### Source text

Sponsors

Brighton’s new trauma centre offers ‘once-in-a-generation’ improvement for staff

A new, ‘state-of-the-art’ building at the Royal Sussex County Hospital in Brighton has welcomed patients for the first time.

The opening of the new Louisa Martindale Building, designed by a multidisciplinary team from BDP and built by Laing O’ Rourke, marks the completion of Stage one of the 14-year ‘3Ts’ project to bring teaching, trauma, and tertiary care facilities to the region.  

Now, as the region’s main trauma centre, it is expected that over 100,000 patients a year will be treated across 13 floors in the purpose-designed environments that BDP says ‘present the very latest standards in healthcare buildings’. The practice says the additional clinical and support accommodation facilities provide ‘a once-in-a-generation improvement’ for staff and patients requiring hospital care from across Sussex.

The building also provides major new facilities for multiple wards and departments, new diagnostic and theatre capacity, and increased capacity for units with high demand, including neurosciences, stroke services, and intensive care. The Imaging Department is also housed in the building, and is already benefiting from new scanning equipment.

BDP says its design ‘fits a large-scale hospital building sensitively into its historic context in a constrained site in Brighton’. It said: “The topography of the site is fully exploited, with the mass of the building broken down into fingers containing the bulk of the ward accommodation. All the patient rooms face south, with views over the English Channel, increasing a connection with the outdoors and the calming scenes of the sea.”

BDP’s Architect director, Enzo Guddemi, said: “The Louisa Martindale Building is designed to deliver a reassuring, calming atmosphere for patients and staff to support and enhance the amazing care provided by the Trust.  It is an outstanding building. The light, open, and airy feel and views across the Channel bring a new dimension to those who may be experiencing some of life’s most stressful moments. It is all designed to be legible and navigable, and we know this is an exciting point in time for everyone connected to this project. We are sure it will only support the Trust’s ongoing ambition to deliver new buildings which showcase the future of NHS facilities, today.”

Gavin Body, Laing O’Rourke Project leader, said: “We have handed over an outstanding hospital to the NHS, and I know it will transform the way doctors and nurses can care for their patients. The project has been one with complex challenges, including delivering the new facilities while allowing the existing hospital to keep services running throughout. I am tremendously proud of our team. They maintained focus, throughout the pandemic and beyond, to deliver a hospital that will serve the people of Sussex for generations to come.”

######
### Extracted material

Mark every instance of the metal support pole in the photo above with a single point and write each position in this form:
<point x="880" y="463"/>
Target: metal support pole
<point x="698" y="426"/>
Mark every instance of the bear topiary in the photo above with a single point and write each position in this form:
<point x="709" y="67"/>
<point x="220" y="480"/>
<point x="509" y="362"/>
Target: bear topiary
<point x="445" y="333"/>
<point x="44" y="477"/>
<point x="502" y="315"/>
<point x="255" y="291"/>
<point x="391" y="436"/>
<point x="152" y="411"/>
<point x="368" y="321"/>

######

→ Tasks to perform
1) According to the trauma centre article, across how many floors are patients expected to be treated?
2) List every high-demand unit that the trauma centre article says gains increased capacity in the new building.
The data has no connection to the trauma centre article.

→ Answers to each task
1) 13 floors.

2) Neurosciences, stroke services, and intensive care.